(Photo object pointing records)

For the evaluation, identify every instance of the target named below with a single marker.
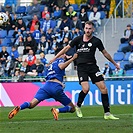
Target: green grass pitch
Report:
(40, 120)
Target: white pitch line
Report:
(70, 118)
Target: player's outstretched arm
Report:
(63, 51)
(108, 56)
(65, 64)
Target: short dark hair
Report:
(89, 23)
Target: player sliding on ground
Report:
(53, 88)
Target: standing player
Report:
(53, 88)
(86, 46)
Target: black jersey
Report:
(86, 50)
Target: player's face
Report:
(88, 29)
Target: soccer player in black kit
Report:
(86, 46)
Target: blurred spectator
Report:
(75, 32)
(119, 9)
(32, 23)
(14, 21)
(39, 67)
(20, 25)
(70, 13)
(66, 22)
(37, 34)
(95, 17)
(46, 24)
(34, 10)
(129, 48)
(1, 70)
(9, 66)
(126, 35)
(130, 65)
(53, 45)
(16, 76)
(52, 4)
(76, 23)
(31, 60)
(107, 71)
(65, 7)
(119, 72)
(83, 16)
(90, 3)
(57, 13)
(14, 54)
(8, 25)
(29, 44)
(3, 55)
(105, 6)
(19, 39)
(43, 47)
(45, 12)
(9, 5)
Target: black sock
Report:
(105, 102)
(81, 98)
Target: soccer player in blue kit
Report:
(53, 88)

> [WHAT YOU HAVE TO DO]
Can you write out the lines from the one containing "Target: player's face" through the end, replacing "kit" with "uniform" and leaving everything else unchanged?

> [EXPECTED ANSWER]
Target: player's face
Report:
(88, 29)
Target: soccer player in black uniform
Report:
(86, 46)
Target: blurred spectator
Report:
(75, 32)
(119, 9)
(32, 23)
(14, 21)
(39, 67)
(20, 25)
(70, 13)
(66, 22)
(37, 34)
(95, 17)
(46, 24)
(34, 10)
(129, 48)
(1, 70)
(9, 66)
(126, 35)
(130, 65)
(53, 45)
(16, 76)
(52, 4)
(76, 23)
(31, 60)
(107, 71)
(65, 7)
(119, 72)
(83, 16)
(90, 3)
(57, 13)
(14, 54)
(8, 25)
(29, 44)
(3, 55)
(105, 6)
(19, 39)
(43, 47)
(45, 12)
(9, 5)
Target: black sock
Report:
(105, 102)
(81, 98)
Target: soccer player in blue uniform
Report:
(53, 88)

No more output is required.